> **The task**:
Could you please reproduce every record below exactly, leaving out the pictures?

> **Source material**:
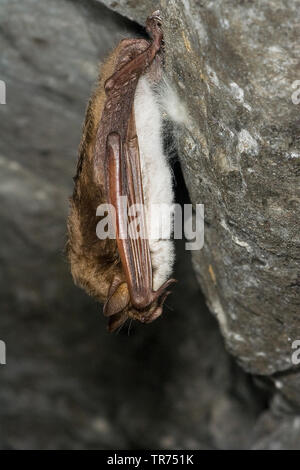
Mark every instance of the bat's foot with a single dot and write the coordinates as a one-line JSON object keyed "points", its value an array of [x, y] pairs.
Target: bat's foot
{"points": [[154, 28]]}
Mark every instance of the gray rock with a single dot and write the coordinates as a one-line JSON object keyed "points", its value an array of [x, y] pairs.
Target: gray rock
{"points": [[234, 66], [67, 383]]}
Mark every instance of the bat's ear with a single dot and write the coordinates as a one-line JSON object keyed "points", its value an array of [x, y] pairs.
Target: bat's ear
{"points": [[117, 300]]}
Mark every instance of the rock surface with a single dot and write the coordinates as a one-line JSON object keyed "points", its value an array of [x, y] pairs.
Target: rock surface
{"points": [[234, 66], [67, 382]]}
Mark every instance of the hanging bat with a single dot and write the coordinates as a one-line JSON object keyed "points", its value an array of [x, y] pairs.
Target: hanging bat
{"points": [[121, 154]]}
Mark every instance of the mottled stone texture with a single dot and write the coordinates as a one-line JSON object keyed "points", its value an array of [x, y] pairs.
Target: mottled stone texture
{"points": [[67, 382], [233, 64]]}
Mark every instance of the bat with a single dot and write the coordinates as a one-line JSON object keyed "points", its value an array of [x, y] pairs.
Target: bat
{"points": [[121, 154]]}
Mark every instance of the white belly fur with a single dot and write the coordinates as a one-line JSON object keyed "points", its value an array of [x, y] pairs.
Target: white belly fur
{"points": [[156, 175]]}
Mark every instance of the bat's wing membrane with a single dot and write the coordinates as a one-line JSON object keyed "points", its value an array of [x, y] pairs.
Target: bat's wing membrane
{"points": [[125, 179]]}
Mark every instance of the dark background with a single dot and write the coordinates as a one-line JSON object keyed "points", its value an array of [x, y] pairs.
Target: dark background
{"points": [[68, 383]]}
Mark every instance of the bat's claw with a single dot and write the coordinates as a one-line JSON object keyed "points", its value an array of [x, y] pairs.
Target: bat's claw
{"points": [[154, 27]]}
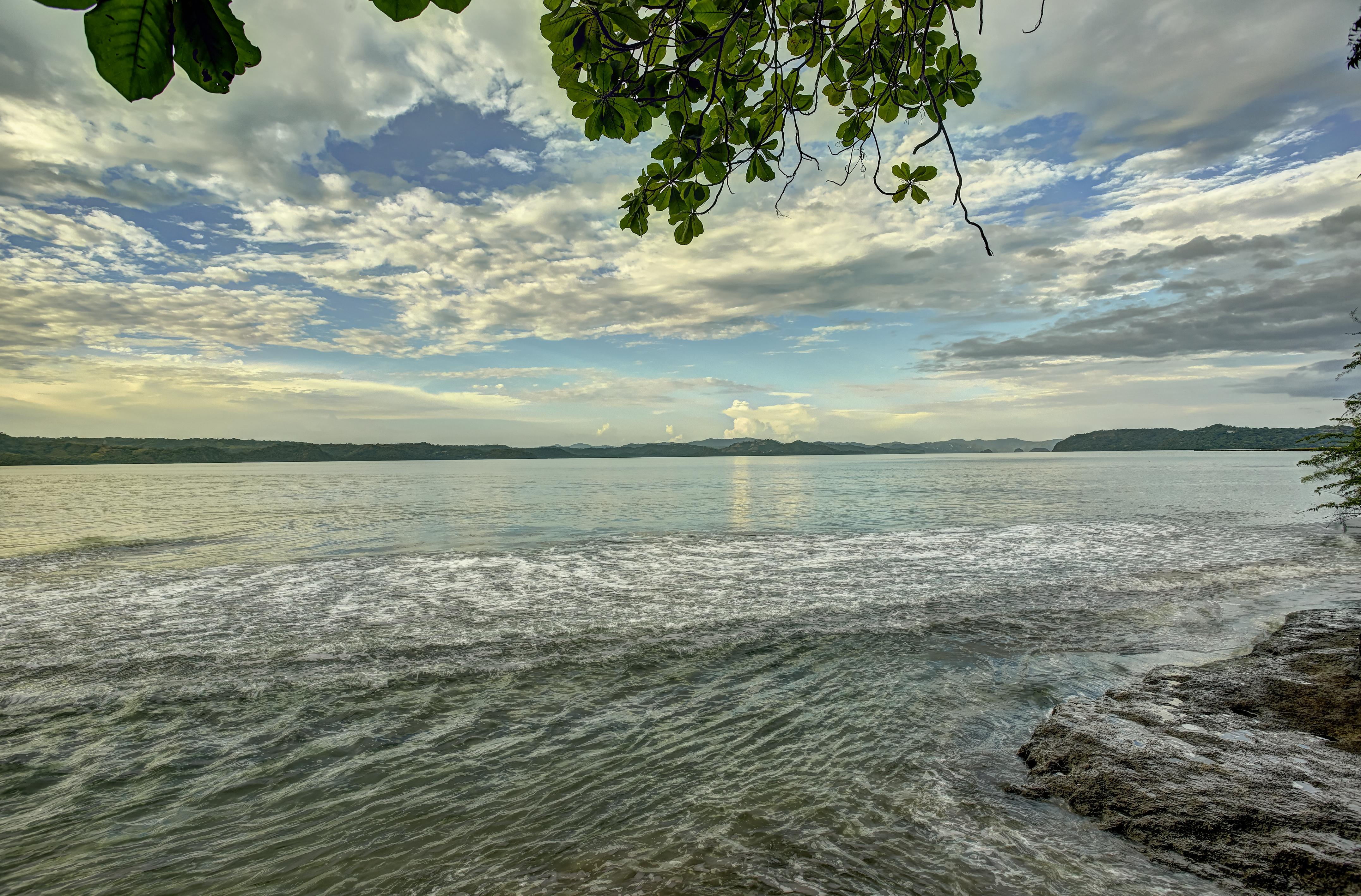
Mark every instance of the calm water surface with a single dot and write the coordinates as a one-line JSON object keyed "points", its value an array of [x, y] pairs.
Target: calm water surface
{"points": [[653, 676]]}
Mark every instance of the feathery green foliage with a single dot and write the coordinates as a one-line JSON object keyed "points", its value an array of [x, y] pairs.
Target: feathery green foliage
{"points": [[726, 82]]}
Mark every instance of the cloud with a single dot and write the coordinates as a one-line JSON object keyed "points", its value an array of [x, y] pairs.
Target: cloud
{"points": [[1319, 380], [1167, 225], [783, 422]]}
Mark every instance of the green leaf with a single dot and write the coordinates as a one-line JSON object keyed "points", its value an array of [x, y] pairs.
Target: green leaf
{"points": [[402, 10], [131, 41], [203, 47], [248, 54], [689, 229]]}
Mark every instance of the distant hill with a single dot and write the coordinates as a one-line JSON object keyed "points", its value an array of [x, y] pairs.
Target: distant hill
{"points": [[36, 451], [1217, 437]]}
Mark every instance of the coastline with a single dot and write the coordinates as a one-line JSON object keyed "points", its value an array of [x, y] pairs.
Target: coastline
{"points": [[1243, 772]]}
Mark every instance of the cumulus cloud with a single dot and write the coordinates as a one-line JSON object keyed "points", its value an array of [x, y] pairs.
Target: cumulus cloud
{"points": [[783, 422], [1178, 202]]}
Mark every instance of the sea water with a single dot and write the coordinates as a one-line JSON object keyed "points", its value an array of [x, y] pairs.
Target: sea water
{"points": [[606, 676]]}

> **Output below**:
Mark every instance of the bat's foot with a single dot and write the coordinates as a one-line JSON object keyed "points", its value an array of [x, y] pairs.
Target: bat's foot
{"points": [[154, 28]]}
Mark every instance of the gray rock with a single dot and write the coordinates as a one-line JSON object keyed "points", its value an array of [x, y] pairs.
Target: gray rock
{"points": [[234, 66], [67, 383]]}
Mark every instance of the bat's ear with a single dot and write the coordinates as a one-line JSON object keyed "points", its value an array of [x, y] pairs.
Target: bat's ear
{"points": [[117, 300]]}
Mark every instance of the rock surface with a single dot and write the coordinates as a one-line JSON object keyed "points", its value an array of [x, y] pairs.
Target: rock surface
{"points": [[234, 66], [67, 382]]}
Mark every instance of the hanging bat with a single dot and write the coordinates as a one-line JSON object keyed "points", its value an array of [x, y] pairs.
Target: hanging bat
{"points": [[121, 154]]}
Mark every instance of the mottled stone texture with a single dot and write the coordinates as a one-line JSON object keyed "points", its value an array of [x, y] pairs.
Target: mottled stone texture
{"points": [[67, 382], [233, 64]]}
Mark every instance of the bat with a single dot and write the coordinates as a one-line JSON object keyed "points", its value an array of [x, y] pairs.
Target: bat
{"points": [[121, 154]]}
Mark every instance of the white belly fur with a single dot and write the coordinates as a one-line JSON object keyed "points", its value an array of [x, y] pairs.
Target: white belly fur
{"points": [[156, 175]]}
Mark every instance of the bat's wing membrane with a single dot and write the coordinates as a one-line JSON object keyed "points", its value an array of [x, y] pairs.
Target: bat's wing membrane
{"points": [[125, 179]]}
Mark every instance of the dark background with a single dot and write the coordinates as a one-line JSON object keyed "points", its value an array of [x, y] pairs.
Target: dark background
{"points": [[68, 383]]}
Mark every instance of the bat's claw with a single dot and write the coordinates as a one-line JSON object keyed "points", its value an array of [x, y] pairs.
Target: bat's claw
{"points": [[154, 27]]}
Mark every instance of the calm water surface with a single dot and write the coordinates as a one-line JSON object keyed "points", its value an array of [x, y] pairs.
Target: calm water surface
{"points": [[653, 676]]}
Mark every instance of the feathery green foliage with a single dot and write the coordinates as a one-line JSON object keyed "points", its value an array of [x, y] pairs.
Target: feathery green foliage
{"points": [[726, 82]]}
Mark every instance of the cloud with a single dot and write the coordinates as a one-line JSON object keyed "points", its value an array of [x, y] pairs.
Target: cloud
{"points": [[1319, 380], [1167, 225], [783, 422]]}
Mark every instance of the green leaf with a single dot and write the coordinates as a one-line JSON object keyed "points", its value an array of [x, y] pairs.
Target: green leaf
{"points": [[402, 10], [131, 41], [203, 47], [248, 54], [689, 229]]}
Mark every instance of the distant hill with a single dot and write the coordinates as a one-line JSON object keyed "points", its value an array of [x, y] pairs.
Target: distant hill
{"points": [[36, 451], [1217, 437]]}
Mark every instance of the coastline with a single dot and write the coordinates as a one-line JSON object keyed "points", its value an array of [x, y] pairs.
Target: coastline
{"points": [[1243, 772]]}
Mark every instance of the cumulus cloud with a single dot and write the coordinates as a one-line JSON object keyed "points", its value an array of [x, y] pairs.
Target: cumulus cloud
{"points": [[783, 422], [1178, 202]]}
Mark every instance of the sea water with a single dot and write the coordinates as a one-line JSON object keyed "points", its value an array of [x, y] pairs.
Target: sea water
{"points": [[606, 676]]}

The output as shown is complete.